• **Exercise description**
If a record holds a picture, leave the picture out, but write out everything else exactly.

++++++++++

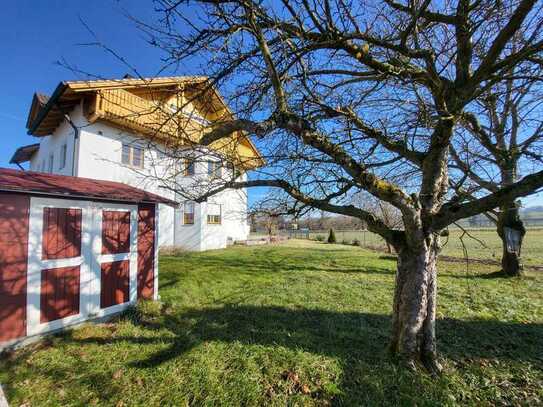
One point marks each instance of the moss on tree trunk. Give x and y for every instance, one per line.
x=414, y=308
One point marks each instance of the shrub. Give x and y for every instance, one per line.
x=331, y=236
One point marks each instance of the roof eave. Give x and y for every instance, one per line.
x=48, y=106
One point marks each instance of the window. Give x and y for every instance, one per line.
x=213, y=214
x=188, y=213
x=132, y=155
x=214, y=169
x=235, y=172
x=50, y=163
x=189, y=167
x=63, y=151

++++++++++

• **Solution**
One point marks each instance of the moss on tree trunk. Give x and y for every instance, one per line.
x=414, y=308
One point marks each instance of the shrub. Give x and y for every instance, one per line.
x=331, y=236
One point marks each instance of the roof eave. Give x and y for every instance, one per line.
x=48, y=106
One point marks each instance of the window. Give x and y for every instance, one per line.
x=213, y=214
x=188, y=213
x=132, y=155
x=214, y=169
x=235, y=172
x=50, y=163
x=189, y=167
x=63, y=151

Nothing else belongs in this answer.